> _Request_
Could you swap "Output" for "Result" throughout the entries from the start through the line containing "0,0 -> 260,55", leaving everything else unchanged, and give back only those lines?

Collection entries
[Start]
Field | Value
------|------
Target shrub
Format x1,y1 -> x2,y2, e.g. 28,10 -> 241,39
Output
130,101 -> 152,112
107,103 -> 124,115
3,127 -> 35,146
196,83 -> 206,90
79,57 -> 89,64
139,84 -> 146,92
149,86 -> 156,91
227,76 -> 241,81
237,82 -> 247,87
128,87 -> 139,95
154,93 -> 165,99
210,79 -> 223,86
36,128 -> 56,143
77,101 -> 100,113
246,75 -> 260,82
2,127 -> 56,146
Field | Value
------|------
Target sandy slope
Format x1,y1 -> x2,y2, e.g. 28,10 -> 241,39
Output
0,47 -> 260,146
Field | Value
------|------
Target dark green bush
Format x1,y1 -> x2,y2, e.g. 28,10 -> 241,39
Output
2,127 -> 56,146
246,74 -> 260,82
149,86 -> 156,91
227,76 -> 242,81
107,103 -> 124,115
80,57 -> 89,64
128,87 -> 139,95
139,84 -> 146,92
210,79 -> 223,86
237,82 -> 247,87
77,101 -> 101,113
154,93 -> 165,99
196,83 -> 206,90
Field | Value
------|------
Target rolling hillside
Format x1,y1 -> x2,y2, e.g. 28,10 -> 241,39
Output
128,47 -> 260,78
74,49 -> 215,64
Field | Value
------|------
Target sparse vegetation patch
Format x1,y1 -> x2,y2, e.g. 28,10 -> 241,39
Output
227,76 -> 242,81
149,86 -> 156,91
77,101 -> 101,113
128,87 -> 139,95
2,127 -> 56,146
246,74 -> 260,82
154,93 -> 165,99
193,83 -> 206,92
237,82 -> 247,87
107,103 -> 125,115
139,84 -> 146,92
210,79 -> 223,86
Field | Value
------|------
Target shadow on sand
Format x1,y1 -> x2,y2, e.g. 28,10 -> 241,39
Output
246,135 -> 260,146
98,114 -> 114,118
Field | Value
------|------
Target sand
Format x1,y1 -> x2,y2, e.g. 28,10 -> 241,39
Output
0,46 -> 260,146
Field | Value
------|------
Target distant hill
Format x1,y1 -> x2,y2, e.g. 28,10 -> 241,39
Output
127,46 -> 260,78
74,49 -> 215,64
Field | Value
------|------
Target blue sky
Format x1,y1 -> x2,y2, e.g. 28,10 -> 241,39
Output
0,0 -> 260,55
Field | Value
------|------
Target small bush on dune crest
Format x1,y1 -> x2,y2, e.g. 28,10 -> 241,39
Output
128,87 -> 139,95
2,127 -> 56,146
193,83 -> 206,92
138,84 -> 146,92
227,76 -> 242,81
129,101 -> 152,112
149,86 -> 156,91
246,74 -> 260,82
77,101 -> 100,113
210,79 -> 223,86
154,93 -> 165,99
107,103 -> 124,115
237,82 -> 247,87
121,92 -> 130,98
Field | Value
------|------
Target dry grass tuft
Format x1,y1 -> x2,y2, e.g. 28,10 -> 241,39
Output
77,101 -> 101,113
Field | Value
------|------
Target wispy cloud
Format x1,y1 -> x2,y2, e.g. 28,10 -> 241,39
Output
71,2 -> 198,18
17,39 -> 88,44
[End]
> _Solution for this exercise_
Field | Value
------|------
Target shrub
Format x1,y1 -> x2,y2, e.g. 28,10 -> 241,39
Result
130,101 -> 152,112
107,103 -> 124,115
3,127 -> 35,146
196,83 -> 206,90
79,57 -> 89,64
139,84 -> 146,92
149,86 -> 156,91
227,76 -> 241,81
237,82 -> 247,87
128,87 -> 139,95
154,93 -> 165,99
210,79 -> 223,86
36,128 -> 56,143
77,101 -> 100,113
246,75 -> 260,82
2,127 -> 56,146
Field | Value
------|------
Target sandy slope
Format x1,y1 -> x2,y2, e.g. 28,10 -> 241,39
Result
0,47 -> 260,146
Field | Value
------|------
Target dark green bush
Format x1,y1 -> x2,y2, e.g. 28,10 -> 241,39
Result
2,127 -> 56,146
246,74 -> 260,82
149,86 -> 156,91
227,76 -> 242,81
107,103 -> 124,115
80,57 -> 89,64
128,87 -> 139,95
139,84 -> 146,92
210,79 -> 223,86
237,82 -> 247,87
77,101 -> 101,113
154,93 -> 165,99
196,83 -> 206,90
Field | Value
------|------
Target rolling hillside
Format x1,y1 -> x2,y2, e.g. 28,10 -> 241,39
Result
128,47 -> 260,78
74,49 -> 215,64
Field | Value
------|------
Target sparse vegetation patch
Format x1,y1 -> x2,y2, e.g. 28,10 -> 241,39
Result
227,76 -> 242,81
149,86 -> 156,91
77,101 -> 101,113
128,87 -> 139,95
2,127 -> 56,146
246,74 -> 260,82
154,93 -> 165,99
193,83 -> 206,92
237,82 -> 247,87
107,103 -> 125,115
139,84 -> 146,92
210,79 -> 223,86
Field | Value
------|------
Target shadow on sand
Format x1,y1 -> x2,y2, e.g. 28,10 -> 241,39
Result
246,135 -> 260,146
98,114 -> 114,118
Field | Value
------|------
Target sand
Format x1,y1 -> x2,y2, e.g. 28,10 -> 241,39
Result
0,46 -> 260,146
Field | Value
------|------
Target distant hill
Format x1,y1 -> x2,y2, e.g. 28,10 -> 241,39
Result
127,46 -> 260,78
74,49 -> 215,64
Field | Value
------|------
Target blue sky
Format x1,y1 -> x2,y2, e.g. 28,10 -> 241,39
Result
0,0 -> 260,55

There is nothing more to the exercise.